→ **PAGE**:

Understanding financial controls: Minimizing risk for employee theft in a card office
Like it or not, people steal. They steal from everywhere. When they steal from a home its called burglary, from a bank its called robbery, and from an employer its called embezzlement. And it happens on college and university campuses far more often than many imagine. If you doubt this, conduct a quick Internet search and you’ll find numerous references to embezzlement by campus personnel. If we are not aware of it and take steps to prevent it than we, in effect, create an environment that breeds embezzlement.
Factors that encourage embezzlement include the accepting and dispensing of cash, a high volume of transactions, atypical transactions (e.g. those not taken via a cash register with a receipt printer), and poor internal controls.
According the University of California’s Guide to Understanding Internal Controls (UC Guide), an internal control is “a process designed to provide reasonable assurance regarding the achievement of objectives in the following categories: Effectiveness and efficiency of operations, reliability of financial reporting, and compliance with applicable laws and regulations.” From a financial standpoint, internal controls help ensure that books balance, assets are protected, and the likelihood for theft/fraud is reduced.
Key to this definition is the concept of ‘reasonable assurance.’ Internal and financial controls are balancing acts designed to weigh risks against the controls required to limit these risks. It is possible to completely eliminate a risk but typically the results would be unacceptable. For example, the risk that an employee could steal from petty cash could be eliminated by eliminating the petty cash drawer altogether. This control, however, is unacceptable in that petty cash serves a valuable function in day-to-day business operations. A more reasonable control would be to require written receipts or confirmations for all petty cash transactions, limit access to the drawer to a single employee, establish periodic drawer counts by a person other than the drawer’s custodian, etc.. This more acceptable process would provide the sought after ‘reasonable assurance.’
The UC Guide further describes this balance by examining excessive risks and excessive controls:
Excessive Risks Examples
Loss of Assets, Donor or Grants
Poor Business Decisions
Noncompliance
Increased Regulations
Public Scandals
Excessive Controls Examples
Increased Bureaucracy
Reduced Productivity
Increased Complexity
Increased Cycle Time
Increase of No-Value Activities
Just like in the crime dramas, for an employee to steal from your operation there must be motive and opportunity. The motive or motivation is situational pressure felt by an individual for additional money or things that money can bring. One could argue that some degree of motivation to steal exists in nearly every employee. All have bills to pay. But when motivation increases due to family problems, illness, or other circumstance is when most embezzlement begins. Opportunity is really just access to an environment in which the theft can be committed. As administrators, we cannot control an employee’s motives but we can impact their opportunity via effective internal controls.

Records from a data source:
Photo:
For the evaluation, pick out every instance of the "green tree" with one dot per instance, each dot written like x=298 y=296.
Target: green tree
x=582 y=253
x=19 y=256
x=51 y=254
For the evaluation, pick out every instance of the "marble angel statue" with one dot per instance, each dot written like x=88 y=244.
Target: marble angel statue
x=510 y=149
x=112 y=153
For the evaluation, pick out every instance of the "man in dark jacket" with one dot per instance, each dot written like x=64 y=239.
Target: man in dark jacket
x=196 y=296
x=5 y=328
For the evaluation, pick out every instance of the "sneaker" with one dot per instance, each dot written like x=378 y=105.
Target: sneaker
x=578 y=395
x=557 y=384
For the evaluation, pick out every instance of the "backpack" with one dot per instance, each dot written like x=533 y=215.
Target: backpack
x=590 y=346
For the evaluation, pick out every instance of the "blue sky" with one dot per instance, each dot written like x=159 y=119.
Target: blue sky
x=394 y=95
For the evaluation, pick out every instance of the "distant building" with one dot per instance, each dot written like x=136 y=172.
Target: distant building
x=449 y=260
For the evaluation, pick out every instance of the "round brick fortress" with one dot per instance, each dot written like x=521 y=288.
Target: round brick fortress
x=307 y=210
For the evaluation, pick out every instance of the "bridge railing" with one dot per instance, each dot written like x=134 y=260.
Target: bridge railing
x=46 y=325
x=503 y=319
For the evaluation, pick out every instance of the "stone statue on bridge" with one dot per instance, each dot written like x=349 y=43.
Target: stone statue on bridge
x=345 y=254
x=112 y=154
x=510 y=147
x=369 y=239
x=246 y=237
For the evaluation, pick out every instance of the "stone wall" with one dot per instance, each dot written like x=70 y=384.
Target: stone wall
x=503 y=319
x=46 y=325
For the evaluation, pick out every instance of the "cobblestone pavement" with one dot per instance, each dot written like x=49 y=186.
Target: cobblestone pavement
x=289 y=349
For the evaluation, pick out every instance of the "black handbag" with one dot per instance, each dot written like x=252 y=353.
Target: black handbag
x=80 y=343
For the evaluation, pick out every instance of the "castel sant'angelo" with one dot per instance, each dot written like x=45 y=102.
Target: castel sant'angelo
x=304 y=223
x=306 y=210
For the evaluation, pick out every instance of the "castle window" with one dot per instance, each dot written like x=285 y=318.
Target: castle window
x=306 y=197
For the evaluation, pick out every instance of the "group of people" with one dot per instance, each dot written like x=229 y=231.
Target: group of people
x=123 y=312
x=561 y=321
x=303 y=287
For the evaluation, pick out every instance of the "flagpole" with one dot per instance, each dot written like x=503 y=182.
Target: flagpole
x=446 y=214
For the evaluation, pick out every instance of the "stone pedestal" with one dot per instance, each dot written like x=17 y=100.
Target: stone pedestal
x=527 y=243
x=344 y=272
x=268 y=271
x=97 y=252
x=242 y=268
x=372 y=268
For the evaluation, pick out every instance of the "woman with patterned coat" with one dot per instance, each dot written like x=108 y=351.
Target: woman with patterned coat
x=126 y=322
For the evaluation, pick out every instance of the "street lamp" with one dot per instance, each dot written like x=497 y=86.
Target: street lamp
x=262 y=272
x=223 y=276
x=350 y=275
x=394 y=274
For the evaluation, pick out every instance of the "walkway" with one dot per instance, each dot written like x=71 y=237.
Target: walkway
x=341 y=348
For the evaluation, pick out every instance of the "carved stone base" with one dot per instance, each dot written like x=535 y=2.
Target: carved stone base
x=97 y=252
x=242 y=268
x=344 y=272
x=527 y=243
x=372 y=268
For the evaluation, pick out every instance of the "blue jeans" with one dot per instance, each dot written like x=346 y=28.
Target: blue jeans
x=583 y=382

→ **SET TASKS**:
1. Answer these questions using the article on financial controls:
(a) What is theft from an employer called?
(b) Which concept does the article call key to the definition of an internal control?
(c) Which two things must be present for an employee to steal from an operation?
2. Carry the article on financial controls forward, starting after its last sentence.
These records were drawn from a separate source.

→ **THE RESPONSES**:
1.
(a) Embezzlement.
(b) Reasonable assurance.
(c) Motive and opportunity.

2.
Certain types of activities and transactions conducted in our campus business units should be watched as high risk situations for fraud. These include:
- Petty cash
- Cash Receipts (card office, bookstore, parking, ticket office, etc.)
- Consultant Payments and Other
Payments for Services - Travel Expenditures
- Payments to Non-Vendors
- Equipment Delivered Directly to
Department - Purchase Exemptions (sole source)
- Equipment Moved Off-Location
Types of internal controls
Controls can be viewed in two categories, preventive controls that attempt to deter theft before it can occur and detective controls that attempt to identify a theft after it has occurred. Both are key to a successful enterprise.
According to the UC Guide:
“Preventive controls attempt to deter or prevent undesirable events from occurring. They are proactive controls that help to prevent a loss. Examples of preventive controls are separation of duties, proper authorization, adequate documentation, and physical control over assets.”
“Detective controls, on the other hand, attempt to detect undesirable acts. They provide evidence that a loss has occurred but do not prevent a loss from occurring. Examples of detective controls are reviews, analyses, variance analyses, reconciliations, physical inventories, and audits.”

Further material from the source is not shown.